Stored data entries
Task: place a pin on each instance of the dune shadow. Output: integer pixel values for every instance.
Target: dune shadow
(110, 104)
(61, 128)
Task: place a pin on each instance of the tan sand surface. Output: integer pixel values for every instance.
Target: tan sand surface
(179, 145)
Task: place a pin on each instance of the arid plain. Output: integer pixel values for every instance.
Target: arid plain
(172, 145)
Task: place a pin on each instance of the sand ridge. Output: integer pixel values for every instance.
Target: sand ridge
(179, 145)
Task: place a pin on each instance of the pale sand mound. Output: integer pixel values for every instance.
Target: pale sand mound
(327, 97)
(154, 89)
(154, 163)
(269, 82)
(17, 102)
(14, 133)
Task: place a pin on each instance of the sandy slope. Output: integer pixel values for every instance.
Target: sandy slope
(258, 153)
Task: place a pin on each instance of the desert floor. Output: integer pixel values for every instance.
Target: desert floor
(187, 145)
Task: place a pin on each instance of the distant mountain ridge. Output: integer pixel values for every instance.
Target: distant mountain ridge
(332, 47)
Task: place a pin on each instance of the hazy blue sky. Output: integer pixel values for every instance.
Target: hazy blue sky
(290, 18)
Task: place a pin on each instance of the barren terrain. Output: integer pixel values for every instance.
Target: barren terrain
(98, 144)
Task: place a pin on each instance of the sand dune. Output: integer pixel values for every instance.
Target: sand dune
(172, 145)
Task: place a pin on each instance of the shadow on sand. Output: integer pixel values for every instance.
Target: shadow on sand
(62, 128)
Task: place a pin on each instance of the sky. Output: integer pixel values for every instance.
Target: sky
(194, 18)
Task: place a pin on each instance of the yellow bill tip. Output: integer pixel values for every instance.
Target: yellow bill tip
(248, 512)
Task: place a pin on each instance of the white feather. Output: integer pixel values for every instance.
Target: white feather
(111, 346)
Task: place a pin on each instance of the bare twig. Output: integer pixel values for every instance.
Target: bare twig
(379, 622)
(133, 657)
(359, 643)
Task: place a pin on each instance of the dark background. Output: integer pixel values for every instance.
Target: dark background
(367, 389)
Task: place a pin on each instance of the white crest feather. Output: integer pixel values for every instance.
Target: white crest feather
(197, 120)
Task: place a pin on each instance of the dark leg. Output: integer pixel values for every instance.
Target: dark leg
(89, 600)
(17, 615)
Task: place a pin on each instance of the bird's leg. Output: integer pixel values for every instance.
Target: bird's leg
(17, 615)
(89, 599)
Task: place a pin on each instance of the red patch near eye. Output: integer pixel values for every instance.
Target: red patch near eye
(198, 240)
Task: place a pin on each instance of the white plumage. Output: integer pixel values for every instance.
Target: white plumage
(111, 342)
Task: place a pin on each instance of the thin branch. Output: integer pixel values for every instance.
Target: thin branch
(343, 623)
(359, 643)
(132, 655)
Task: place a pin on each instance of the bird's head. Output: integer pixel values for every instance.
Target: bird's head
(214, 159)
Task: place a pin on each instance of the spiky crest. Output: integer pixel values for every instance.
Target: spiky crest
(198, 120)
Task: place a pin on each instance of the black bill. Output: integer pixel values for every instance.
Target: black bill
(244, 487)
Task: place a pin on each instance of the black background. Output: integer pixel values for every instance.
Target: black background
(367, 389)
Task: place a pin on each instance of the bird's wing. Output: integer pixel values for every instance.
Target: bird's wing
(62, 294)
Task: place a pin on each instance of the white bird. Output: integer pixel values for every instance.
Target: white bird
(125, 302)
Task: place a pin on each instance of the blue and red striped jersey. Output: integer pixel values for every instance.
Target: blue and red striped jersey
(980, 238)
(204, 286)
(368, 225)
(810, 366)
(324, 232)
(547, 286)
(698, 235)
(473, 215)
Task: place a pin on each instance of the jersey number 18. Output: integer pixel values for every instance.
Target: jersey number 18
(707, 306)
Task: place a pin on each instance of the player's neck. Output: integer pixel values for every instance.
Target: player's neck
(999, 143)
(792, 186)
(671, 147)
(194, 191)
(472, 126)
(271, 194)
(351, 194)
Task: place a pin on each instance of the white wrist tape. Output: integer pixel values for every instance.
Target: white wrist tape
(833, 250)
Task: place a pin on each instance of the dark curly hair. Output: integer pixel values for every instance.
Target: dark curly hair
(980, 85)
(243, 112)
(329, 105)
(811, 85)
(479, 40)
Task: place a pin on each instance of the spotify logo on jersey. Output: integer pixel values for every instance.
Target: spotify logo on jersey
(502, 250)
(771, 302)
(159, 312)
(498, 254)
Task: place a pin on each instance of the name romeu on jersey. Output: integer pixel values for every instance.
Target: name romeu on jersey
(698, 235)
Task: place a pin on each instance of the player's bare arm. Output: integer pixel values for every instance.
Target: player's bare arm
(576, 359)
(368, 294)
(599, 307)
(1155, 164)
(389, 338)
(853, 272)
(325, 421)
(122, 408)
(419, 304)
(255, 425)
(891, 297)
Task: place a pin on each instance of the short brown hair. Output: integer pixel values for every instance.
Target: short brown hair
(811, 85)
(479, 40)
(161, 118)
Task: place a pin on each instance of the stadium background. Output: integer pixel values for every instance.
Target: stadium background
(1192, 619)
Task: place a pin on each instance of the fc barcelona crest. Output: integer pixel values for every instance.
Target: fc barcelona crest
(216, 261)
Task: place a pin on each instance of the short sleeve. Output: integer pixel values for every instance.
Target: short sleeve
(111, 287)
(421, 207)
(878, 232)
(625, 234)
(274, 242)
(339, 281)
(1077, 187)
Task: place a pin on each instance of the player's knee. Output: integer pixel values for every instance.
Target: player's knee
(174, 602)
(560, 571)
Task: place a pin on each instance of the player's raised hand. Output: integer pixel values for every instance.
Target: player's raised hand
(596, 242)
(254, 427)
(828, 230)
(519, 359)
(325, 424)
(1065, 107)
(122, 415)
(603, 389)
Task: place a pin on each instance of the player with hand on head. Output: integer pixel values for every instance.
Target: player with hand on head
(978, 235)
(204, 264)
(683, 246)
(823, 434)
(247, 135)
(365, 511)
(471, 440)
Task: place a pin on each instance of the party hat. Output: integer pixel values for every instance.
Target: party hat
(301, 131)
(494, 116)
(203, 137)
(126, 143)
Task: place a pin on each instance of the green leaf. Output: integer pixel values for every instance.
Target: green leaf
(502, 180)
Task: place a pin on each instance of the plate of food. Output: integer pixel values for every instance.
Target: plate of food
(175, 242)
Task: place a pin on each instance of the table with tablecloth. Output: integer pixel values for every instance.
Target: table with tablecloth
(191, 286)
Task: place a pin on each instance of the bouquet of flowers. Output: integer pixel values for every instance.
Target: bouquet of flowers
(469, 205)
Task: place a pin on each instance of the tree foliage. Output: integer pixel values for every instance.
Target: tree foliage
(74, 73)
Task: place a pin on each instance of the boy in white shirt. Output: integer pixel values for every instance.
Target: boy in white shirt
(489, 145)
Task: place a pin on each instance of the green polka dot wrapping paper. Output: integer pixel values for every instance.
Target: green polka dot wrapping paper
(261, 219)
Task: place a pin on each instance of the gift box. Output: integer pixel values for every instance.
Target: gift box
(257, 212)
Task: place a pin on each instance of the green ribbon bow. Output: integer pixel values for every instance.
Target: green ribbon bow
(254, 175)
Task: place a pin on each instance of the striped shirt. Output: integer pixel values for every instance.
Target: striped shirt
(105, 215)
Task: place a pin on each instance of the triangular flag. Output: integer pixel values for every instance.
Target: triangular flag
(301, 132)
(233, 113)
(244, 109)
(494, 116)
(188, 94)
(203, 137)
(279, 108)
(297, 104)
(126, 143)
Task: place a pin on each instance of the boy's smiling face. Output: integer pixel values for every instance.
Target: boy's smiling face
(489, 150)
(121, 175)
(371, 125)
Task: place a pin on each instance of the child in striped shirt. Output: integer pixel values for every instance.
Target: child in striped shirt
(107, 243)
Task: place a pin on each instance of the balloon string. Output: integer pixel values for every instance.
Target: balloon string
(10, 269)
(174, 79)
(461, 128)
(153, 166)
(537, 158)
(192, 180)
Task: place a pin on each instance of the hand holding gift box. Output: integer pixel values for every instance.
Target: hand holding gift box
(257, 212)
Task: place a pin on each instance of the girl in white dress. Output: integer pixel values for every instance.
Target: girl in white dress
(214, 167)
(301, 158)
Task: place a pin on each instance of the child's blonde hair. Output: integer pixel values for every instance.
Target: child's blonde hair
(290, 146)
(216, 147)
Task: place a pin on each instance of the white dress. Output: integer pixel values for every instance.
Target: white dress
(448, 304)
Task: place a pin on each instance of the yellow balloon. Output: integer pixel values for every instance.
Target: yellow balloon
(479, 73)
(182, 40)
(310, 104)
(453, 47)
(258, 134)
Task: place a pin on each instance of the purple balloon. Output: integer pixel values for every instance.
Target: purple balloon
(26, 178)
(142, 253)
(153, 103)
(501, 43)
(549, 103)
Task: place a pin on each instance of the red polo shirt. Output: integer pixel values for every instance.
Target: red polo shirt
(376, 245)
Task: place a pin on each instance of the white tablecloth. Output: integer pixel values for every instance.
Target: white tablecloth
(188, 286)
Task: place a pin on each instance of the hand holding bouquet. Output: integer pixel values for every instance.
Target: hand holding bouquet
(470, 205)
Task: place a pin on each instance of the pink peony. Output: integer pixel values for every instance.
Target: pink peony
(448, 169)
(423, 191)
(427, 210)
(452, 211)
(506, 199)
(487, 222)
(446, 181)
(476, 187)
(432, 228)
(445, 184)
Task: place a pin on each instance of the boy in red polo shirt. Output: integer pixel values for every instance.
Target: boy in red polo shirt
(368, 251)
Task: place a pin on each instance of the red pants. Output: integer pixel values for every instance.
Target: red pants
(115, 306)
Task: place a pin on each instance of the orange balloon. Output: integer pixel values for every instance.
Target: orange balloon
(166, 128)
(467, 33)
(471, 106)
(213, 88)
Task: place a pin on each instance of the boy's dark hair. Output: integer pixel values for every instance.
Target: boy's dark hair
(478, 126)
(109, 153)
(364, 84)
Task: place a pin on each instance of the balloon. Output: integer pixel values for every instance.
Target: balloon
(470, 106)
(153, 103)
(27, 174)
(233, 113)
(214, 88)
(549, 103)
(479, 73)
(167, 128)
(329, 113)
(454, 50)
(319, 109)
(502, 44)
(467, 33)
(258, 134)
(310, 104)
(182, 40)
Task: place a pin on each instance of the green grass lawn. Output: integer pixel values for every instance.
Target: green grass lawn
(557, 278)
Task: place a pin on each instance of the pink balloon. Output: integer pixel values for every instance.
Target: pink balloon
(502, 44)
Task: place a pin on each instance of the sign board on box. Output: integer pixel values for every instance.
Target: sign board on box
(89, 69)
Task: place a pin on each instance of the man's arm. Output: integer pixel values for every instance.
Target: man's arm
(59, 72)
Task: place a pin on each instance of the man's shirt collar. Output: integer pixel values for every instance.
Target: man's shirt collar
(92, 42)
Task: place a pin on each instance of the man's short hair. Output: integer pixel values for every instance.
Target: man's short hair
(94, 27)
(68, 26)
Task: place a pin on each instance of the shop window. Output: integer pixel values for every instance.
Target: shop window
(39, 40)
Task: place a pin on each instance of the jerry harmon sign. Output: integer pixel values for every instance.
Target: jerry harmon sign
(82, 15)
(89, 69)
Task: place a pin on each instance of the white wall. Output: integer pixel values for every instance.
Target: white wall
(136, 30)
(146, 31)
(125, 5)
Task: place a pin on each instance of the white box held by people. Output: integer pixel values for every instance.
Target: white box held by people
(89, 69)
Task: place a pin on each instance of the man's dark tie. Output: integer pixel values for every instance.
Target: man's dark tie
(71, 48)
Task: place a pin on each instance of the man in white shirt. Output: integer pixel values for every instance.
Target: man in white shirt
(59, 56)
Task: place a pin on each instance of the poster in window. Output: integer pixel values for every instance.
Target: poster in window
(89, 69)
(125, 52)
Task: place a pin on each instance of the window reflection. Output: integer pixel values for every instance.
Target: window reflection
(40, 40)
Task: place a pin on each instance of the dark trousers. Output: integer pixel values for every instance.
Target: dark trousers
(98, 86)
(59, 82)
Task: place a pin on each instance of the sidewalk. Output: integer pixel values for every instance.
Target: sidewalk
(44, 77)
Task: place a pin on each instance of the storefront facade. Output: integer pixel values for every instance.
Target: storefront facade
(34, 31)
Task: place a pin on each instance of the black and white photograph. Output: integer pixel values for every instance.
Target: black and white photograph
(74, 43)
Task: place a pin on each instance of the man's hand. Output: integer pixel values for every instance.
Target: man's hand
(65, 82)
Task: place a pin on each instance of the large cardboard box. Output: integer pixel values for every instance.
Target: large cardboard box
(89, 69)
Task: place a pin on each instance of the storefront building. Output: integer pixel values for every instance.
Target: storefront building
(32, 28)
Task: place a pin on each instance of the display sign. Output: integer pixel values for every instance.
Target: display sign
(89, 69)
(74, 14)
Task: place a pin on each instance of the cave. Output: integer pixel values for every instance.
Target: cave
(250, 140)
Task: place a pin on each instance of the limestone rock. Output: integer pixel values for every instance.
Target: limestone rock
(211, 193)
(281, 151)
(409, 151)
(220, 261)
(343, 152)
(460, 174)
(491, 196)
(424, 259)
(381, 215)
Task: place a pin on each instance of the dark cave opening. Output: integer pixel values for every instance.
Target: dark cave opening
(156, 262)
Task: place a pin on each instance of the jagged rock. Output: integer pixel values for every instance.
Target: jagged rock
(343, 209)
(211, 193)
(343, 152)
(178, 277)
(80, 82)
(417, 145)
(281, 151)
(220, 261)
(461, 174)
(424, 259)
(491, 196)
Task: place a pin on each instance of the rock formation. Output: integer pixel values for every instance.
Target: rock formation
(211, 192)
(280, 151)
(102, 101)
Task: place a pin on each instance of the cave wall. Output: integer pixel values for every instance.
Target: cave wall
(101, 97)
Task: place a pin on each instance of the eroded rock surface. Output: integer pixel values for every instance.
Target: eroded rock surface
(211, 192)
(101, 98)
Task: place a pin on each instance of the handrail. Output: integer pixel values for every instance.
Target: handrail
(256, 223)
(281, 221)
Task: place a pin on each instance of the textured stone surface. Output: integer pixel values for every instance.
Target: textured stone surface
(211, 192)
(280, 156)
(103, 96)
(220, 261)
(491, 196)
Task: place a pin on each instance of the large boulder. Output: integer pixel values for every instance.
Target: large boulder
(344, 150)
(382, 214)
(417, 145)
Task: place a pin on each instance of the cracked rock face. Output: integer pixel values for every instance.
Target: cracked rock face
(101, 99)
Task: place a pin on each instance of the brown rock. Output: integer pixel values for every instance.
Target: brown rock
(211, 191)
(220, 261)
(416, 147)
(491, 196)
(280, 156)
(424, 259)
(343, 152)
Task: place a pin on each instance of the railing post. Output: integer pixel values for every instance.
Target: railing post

◆ **Problem description**
A single number is the whole answer: the tally of lines in the entries that hold "railing".

◆ **Answer for the task**
2